_WHAT NEEDS TO BE DONE_
The lines from the start of the data up to and including the one with "Where can you see the thin" should be returned exactly, and nothing else.

_DATA PROVIDED_
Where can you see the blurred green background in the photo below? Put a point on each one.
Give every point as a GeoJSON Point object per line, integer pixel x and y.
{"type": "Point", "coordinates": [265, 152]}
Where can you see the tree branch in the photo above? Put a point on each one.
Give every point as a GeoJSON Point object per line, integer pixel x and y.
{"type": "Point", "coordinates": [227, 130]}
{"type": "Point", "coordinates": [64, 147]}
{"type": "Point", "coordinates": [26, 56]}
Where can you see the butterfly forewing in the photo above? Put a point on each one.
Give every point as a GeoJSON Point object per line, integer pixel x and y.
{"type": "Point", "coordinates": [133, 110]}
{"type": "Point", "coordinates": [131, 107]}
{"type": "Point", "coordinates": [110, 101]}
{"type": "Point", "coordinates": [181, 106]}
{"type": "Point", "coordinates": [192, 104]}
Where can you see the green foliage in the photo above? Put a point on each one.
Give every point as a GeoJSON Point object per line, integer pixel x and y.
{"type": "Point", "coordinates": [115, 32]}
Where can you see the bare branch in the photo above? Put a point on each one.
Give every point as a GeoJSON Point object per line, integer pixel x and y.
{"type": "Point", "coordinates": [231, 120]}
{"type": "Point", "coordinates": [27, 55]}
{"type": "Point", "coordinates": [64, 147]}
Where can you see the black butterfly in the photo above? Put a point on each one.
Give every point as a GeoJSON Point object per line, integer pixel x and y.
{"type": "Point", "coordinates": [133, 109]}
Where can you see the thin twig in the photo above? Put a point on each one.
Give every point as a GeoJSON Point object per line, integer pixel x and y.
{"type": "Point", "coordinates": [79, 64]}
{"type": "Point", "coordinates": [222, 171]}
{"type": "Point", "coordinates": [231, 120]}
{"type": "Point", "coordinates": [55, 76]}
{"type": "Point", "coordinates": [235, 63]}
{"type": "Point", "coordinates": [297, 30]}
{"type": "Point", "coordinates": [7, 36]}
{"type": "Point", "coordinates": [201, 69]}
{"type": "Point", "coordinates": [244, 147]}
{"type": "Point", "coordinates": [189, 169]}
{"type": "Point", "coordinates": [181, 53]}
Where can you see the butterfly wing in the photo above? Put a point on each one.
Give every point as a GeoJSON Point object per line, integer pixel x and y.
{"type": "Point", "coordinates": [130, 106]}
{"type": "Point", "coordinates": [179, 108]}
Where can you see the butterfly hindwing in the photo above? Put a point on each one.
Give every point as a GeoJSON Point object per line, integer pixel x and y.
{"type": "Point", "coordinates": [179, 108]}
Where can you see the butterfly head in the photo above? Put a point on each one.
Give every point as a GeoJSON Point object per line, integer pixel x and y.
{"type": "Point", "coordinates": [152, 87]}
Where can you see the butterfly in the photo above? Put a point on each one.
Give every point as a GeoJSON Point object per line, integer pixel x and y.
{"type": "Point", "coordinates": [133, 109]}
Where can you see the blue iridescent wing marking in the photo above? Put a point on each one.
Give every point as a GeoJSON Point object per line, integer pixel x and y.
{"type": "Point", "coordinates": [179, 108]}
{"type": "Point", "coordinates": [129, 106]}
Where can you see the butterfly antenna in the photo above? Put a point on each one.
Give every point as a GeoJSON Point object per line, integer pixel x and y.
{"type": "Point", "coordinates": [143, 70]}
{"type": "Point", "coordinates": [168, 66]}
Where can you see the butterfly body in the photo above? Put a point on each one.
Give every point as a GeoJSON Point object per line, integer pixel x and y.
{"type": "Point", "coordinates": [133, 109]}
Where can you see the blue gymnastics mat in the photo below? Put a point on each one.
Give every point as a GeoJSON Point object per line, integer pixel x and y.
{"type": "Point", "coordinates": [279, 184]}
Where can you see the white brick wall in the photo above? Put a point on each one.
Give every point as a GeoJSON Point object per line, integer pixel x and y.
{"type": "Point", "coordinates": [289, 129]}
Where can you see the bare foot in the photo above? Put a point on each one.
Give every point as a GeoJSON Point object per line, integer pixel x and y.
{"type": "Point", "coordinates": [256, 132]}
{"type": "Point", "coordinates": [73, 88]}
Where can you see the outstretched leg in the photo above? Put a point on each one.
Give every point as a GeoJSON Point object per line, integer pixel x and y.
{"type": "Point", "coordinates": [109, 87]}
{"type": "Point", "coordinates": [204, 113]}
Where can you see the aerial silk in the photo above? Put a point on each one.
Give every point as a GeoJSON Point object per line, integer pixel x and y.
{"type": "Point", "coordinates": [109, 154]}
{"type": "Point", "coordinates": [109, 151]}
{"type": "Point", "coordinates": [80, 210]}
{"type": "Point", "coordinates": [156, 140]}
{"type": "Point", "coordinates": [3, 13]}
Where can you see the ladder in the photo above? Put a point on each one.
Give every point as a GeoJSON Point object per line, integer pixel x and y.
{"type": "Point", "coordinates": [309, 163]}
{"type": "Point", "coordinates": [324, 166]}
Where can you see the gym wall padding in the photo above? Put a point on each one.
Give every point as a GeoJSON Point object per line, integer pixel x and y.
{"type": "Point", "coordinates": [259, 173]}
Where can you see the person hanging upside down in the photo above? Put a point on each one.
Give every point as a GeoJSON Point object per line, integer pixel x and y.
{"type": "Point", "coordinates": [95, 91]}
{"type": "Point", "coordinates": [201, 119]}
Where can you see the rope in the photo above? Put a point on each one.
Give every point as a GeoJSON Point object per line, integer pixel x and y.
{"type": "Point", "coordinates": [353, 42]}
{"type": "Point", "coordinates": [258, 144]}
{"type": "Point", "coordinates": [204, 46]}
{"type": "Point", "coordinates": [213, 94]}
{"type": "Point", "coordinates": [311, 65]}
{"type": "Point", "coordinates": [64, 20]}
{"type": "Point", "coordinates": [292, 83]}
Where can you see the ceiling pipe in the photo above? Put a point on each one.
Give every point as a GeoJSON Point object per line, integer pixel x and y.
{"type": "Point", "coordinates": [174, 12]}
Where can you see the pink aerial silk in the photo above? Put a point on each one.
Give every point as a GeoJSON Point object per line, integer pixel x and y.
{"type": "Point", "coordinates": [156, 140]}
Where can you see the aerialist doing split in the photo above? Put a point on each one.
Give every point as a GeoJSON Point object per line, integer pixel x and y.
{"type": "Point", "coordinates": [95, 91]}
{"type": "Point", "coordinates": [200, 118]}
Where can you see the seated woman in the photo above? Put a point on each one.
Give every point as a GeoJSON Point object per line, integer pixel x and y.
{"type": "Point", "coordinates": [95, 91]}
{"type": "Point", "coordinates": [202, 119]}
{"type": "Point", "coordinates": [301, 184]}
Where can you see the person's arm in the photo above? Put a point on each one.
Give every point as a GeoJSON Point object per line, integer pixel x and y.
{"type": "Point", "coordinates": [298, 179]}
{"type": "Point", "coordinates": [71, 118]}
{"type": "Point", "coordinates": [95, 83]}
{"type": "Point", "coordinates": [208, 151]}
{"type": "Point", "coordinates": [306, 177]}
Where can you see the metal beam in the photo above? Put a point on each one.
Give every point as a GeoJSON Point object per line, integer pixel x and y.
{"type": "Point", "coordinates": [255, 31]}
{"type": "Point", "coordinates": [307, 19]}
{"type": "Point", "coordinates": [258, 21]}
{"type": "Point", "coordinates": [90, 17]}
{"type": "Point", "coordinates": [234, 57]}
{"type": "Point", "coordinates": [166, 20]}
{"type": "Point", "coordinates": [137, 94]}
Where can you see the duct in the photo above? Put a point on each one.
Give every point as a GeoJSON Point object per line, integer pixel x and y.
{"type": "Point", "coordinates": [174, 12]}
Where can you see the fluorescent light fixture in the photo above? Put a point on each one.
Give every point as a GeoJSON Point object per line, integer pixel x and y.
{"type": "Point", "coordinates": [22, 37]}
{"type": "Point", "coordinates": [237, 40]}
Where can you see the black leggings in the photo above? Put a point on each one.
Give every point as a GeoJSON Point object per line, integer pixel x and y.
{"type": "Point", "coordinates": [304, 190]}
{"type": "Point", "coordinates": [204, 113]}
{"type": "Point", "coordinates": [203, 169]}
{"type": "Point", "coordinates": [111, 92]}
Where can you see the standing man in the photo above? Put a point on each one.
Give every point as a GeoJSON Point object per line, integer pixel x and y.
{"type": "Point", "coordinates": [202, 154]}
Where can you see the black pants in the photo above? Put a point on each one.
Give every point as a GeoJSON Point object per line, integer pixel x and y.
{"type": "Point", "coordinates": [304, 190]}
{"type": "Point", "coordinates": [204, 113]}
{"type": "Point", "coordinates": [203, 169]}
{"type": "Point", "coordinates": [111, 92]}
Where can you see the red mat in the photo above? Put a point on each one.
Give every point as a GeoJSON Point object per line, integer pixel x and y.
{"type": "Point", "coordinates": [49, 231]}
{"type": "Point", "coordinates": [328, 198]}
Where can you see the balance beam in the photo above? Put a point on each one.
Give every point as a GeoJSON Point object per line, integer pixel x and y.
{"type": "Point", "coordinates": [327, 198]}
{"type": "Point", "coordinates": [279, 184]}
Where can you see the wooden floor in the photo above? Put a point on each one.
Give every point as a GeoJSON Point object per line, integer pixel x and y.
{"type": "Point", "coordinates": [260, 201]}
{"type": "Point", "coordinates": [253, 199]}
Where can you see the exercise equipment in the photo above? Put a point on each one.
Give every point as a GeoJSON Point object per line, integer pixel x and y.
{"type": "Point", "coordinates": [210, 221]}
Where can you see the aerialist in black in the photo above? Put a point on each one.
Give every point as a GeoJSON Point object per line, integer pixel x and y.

_ANSWER TO THIS TASK_
Where can you see the blurred green background in the photo below? Put a point on each one.
Give every point as a GeoJSON Point object per line, integer pixel x and y.
{"type": "Point", "coordinates": [265, 152]}
Where can you see the tree branch in the photo above? Put a point on each one.
Give every point as a GeoJSON Point object per line, integer pixel x and y.
{"type": "Point", "coordinates": [227, 130]}
{"type": "Point", "coordinates": [64, 147]}
{"type": "Point", "coordinates": [26, 56]}
Where can you see the butterfly forewing in the photo above? Put a point on each one.
Give every point as a GeoJSON Point object per line, integer pixel x and y.
{"type": "Point", "coordinates": [133, 110]}
{"type": "Point", "coordinates": [131, 107]}
{"type": "Point", "coordinates": [110, 101]}
{"type": "Point", "coordinates": [181, 106]}
{"type": "Point", "coordinates": [192, 104]}
Where can you see the green foliage in the photo above? Put a point on each one.
Give every point as a GeoJSON Point object per line, integer pixel x and y.
{"type": "Point", "coordinates": [115, 32]}
Where can you see the bare branch in the photo above? Put a point on each one.
Give every point as a GeoJSON Point object per line, integer pixel x and y.
{"type": "Point", "coordinates": [231, 120]}
{"type": "Point", "coordinates": [27, 55]}
{"type": "Point", "coordinates": [64, 147]}
Where can you see the black butterfly in the photo above? Put a point on each one.
Give every point as a GeoJSON Point object per line, integer pixel x and y.
{"type": "Point", "coordinates": [133, 109]}
Where can you see the thin twig in the photo above? Put a point on each one.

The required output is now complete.